[Start of MATERIAL FOR THE TASK]
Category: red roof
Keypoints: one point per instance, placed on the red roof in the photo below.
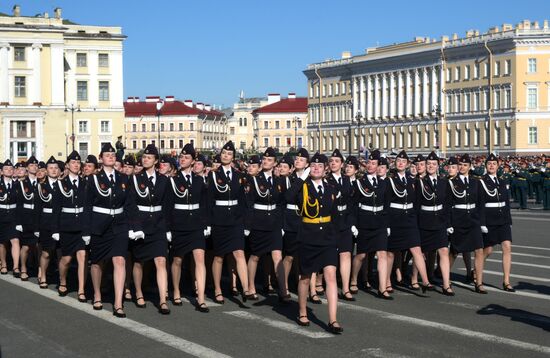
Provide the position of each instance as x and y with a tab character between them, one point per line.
175	108
285	105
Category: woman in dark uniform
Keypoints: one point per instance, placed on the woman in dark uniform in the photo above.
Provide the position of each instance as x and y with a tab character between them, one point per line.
147	221
105	226
68	206
371	221
226	209
498	219
467	218
318	249
404	235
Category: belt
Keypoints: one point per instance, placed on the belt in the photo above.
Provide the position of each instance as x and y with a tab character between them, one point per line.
150	209
100	210
72	210
495	205
319	220
401	206
265	207
374	209
186	206
227	202
431	208
464	206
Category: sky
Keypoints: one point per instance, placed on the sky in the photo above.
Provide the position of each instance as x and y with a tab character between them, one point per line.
209	51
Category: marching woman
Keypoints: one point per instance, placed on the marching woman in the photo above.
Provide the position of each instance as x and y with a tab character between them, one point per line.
265	198
226	209
434	204
498	219
68	206
467	218
318	250
372	224
186	200
48	243
404	235
8	220
147	206
105	226
344	229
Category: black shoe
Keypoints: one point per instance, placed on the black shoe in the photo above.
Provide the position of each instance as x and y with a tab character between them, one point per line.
335	329
383	296
119	312
163	308
142	305
62	293
202	308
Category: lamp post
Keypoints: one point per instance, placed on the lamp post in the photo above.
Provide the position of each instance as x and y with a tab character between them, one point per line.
159	107
72	109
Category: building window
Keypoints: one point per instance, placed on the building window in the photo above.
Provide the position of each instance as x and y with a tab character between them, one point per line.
19	54
532	98
103	90
81	90
20	86
103	60
81	60
83	127
105	127
533	135
532	65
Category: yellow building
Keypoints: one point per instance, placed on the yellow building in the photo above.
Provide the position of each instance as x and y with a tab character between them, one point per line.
51	71
281	123
482	92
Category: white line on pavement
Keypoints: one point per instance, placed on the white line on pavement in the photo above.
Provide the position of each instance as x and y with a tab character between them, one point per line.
521	264
168	339
289	327
541	279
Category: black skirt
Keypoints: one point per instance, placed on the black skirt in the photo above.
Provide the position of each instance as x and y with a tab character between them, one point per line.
372	240
497	234
290	244
345	241
403	238
71	242
184	242
433	239
263	242
466	239
153	245
226	239
108	245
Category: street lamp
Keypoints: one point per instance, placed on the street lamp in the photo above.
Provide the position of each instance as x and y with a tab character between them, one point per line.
159	107
72	109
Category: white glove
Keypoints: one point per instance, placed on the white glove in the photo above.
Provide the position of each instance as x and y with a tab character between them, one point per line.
305	174
139	235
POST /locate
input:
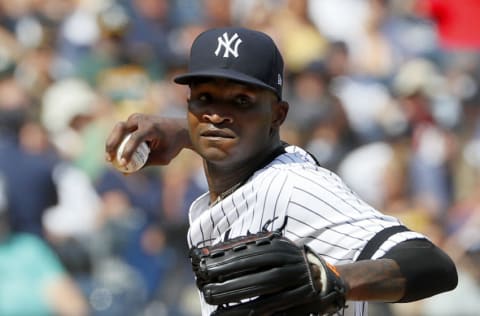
[End of MATERIAL FOR THE TASK]
● SET PROBLEM: Pull out each line of the material above that contains the string "yellow". Treat uppercase and lowercase letters as different.

● EXERCISE RESPONSE:
Category: yellow building
Keypoints: one point per instance, placed on the yellow building in the photo above.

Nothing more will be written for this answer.